* TASK TO COMPLETE:
Gather every line of the listing below that contains the word "body".

═══ RECORDS SHOWN

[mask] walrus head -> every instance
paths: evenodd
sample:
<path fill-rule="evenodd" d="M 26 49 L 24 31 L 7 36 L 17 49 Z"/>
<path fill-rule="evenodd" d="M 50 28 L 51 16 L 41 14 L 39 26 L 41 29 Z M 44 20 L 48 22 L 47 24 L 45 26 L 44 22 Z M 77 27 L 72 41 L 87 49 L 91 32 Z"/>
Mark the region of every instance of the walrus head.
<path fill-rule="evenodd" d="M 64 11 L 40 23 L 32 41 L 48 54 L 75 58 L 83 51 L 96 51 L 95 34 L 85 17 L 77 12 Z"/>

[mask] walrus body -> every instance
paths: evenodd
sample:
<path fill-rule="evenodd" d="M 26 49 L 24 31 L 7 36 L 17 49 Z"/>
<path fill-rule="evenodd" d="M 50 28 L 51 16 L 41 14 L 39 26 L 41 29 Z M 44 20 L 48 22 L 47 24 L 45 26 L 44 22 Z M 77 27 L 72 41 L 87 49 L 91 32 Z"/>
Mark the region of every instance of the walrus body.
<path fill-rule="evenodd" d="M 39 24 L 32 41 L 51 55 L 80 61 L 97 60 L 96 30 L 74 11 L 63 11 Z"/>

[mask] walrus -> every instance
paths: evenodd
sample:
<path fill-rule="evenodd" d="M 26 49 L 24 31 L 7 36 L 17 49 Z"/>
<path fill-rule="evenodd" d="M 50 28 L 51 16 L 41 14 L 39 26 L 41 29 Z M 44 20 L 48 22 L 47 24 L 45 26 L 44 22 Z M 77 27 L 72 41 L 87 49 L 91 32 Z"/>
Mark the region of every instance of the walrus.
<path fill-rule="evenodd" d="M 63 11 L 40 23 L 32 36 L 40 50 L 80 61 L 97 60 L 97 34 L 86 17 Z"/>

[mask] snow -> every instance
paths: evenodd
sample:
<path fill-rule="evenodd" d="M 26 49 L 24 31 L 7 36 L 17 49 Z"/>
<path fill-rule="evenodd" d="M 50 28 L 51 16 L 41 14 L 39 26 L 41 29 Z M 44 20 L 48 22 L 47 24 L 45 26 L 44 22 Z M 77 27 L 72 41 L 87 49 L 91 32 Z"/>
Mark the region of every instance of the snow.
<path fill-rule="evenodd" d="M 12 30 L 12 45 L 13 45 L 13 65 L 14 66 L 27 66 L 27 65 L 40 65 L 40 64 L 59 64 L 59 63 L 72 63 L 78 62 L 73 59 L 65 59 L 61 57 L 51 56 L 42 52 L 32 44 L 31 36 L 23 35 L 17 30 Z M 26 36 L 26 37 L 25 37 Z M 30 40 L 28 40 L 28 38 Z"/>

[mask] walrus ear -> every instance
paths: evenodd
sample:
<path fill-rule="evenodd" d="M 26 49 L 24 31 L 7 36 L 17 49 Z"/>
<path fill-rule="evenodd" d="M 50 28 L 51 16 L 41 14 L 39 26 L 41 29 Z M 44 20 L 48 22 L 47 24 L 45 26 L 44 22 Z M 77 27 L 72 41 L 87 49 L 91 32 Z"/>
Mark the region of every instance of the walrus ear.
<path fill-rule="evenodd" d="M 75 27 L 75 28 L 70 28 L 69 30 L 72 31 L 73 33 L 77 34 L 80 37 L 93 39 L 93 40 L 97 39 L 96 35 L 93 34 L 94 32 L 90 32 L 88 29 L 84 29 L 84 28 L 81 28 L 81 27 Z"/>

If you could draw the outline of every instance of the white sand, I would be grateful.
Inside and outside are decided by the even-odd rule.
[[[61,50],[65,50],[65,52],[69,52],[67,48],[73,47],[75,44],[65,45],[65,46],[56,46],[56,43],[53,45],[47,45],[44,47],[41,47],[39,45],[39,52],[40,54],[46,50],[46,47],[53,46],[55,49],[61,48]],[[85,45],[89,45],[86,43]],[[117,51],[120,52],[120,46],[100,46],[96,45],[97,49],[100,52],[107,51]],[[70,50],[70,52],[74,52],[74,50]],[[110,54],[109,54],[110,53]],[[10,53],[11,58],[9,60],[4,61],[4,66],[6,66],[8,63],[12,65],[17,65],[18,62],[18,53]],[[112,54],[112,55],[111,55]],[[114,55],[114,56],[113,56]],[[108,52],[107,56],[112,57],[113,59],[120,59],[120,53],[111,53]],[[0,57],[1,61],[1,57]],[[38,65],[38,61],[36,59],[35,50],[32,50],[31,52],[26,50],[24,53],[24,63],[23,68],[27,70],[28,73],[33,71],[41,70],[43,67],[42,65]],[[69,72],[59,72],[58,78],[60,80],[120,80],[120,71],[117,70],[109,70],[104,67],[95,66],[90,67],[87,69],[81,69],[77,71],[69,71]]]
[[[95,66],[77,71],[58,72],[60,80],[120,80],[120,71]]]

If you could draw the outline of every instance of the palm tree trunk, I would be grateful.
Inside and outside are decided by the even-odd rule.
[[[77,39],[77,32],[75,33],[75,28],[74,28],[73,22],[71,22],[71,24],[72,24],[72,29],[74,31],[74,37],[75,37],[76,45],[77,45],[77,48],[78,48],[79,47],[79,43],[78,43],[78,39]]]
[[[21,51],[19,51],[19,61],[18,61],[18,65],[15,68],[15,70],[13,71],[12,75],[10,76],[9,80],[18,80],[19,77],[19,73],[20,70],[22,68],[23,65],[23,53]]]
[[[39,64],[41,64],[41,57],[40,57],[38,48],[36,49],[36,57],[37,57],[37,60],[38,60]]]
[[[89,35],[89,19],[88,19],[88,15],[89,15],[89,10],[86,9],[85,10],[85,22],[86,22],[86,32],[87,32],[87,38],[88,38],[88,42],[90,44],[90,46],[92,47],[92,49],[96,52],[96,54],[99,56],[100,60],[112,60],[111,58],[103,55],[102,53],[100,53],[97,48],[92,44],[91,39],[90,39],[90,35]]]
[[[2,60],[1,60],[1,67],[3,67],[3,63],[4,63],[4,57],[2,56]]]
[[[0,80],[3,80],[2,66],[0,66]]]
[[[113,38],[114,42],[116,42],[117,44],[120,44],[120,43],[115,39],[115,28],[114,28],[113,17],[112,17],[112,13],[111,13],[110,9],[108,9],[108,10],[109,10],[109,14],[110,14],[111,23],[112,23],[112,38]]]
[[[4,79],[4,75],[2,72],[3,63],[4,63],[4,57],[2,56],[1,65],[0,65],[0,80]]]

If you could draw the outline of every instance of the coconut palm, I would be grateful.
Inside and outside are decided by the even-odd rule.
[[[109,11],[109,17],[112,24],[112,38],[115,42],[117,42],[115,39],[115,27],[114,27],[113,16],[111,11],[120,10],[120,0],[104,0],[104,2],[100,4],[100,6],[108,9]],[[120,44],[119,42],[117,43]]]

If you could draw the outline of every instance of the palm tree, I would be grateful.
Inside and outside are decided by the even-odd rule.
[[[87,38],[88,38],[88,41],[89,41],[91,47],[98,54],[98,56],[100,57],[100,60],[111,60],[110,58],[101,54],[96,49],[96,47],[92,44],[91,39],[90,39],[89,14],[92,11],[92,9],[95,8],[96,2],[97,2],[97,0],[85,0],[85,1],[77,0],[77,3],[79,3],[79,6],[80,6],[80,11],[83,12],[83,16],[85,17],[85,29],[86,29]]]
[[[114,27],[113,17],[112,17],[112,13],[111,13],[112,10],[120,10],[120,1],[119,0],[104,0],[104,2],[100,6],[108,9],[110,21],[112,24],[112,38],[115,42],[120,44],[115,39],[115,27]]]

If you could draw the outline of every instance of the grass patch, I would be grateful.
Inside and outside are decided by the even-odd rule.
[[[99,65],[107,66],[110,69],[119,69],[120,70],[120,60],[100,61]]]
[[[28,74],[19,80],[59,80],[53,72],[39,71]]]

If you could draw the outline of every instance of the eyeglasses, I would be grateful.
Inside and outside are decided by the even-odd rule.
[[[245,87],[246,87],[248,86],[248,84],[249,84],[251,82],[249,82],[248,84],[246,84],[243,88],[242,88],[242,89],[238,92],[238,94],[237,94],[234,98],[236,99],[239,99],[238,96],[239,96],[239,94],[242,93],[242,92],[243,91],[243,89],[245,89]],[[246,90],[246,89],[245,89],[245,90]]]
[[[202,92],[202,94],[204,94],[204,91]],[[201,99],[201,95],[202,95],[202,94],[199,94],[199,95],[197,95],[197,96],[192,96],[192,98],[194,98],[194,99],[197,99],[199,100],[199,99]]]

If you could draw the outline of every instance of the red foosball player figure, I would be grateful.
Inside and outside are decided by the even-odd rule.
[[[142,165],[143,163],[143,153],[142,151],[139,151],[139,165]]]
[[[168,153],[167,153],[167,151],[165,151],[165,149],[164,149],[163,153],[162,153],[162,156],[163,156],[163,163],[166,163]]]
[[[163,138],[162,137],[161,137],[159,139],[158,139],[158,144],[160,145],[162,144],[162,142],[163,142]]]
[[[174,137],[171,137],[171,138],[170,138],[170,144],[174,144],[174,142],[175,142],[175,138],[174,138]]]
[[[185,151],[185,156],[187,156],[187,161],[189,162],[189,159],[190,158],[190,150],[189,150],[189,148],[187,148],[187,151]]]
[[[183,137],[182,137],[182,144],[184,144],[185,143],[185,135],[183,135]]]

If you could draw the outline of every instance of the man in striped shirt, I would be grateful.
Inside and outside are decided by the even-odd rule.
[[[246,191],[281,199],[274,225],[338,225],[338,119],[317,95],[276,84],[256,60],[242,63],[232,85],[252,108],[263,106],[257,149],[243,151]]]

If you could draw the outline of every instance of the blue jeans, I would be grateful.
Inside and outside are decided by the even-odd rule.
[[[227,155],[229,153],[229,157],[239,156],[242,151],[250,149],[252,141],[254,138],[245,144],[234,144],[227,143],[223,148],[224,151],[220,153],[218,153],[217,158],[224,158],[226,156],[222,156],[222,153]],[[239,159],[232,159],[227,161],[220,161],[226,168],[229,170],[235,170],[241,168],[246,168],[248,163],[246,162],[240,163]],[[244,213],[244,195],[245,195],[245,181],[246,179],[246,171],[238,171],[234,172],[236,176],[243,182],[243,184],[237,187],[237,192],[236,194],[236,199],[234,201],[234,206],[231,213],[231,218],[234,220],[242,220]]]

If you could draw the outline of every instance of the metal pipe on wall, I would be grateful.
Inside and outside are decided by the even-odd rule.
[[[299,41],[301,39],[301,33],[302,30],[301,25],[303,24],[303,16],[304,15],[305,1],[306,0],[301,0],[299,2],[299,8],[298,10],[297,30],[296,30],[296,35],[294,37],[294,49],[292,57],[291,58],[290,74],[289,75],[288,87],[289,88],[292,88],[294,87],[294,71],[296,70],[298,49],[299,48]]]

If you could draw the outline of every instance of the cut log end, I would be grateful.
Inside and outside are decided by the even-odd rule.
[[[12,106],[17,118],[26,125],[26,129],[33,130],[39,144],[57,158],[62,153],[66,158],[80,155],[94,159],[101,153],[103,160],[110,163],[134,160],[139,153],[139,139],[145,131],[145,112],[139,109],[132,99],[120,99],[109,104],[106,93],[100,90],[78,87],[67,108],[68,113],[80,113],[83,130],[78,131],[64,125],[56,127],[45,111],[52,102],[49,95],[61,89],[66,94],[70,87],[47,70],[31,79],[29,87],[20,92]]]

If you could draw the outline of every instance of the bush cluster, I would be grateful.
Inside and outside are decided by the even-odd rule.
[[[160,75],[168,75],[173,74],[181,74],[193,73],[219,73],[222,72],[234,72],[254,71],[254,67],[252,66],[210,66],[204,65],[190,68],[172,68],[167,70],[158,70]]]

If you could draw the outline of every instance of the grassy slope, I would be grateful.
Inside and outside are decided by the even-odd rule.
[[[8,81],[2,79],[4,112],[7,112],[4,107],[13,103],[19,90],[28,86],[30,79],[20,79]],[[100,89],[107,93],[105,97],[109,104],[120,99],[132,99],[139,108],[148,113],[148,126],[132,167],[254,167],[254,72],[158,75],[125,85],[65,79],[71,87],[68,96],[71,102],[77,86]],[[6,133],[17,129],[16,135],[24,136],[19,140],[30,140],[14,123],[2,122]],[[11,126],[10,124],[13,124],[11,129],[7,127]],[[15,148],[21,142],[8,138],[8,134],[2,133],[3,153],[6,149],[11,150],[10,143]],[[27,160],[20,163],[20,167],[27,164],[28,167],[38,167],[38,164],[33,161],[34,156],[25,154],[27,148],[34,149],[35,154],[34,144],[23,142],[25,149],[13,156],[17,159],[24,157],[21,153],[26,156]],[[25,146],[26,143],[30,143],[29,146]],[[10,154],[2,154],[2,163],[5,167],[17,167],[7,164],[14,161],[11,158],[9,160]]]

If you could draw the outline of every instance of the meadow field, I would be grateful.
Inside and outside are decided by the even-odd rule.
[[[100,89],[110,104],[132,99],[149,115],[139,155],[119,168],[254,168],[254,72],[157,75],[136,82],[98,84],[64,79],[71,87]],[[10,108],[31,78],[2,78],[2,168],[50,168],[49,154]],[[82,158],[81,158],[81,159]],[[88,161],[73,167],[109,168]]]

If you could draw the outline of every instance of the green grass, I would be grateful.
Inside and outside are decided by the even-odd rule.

══════

* FULL SOLUTION:
[mask] walrus body -> every instance
Mark the region of every instance of the walrus body.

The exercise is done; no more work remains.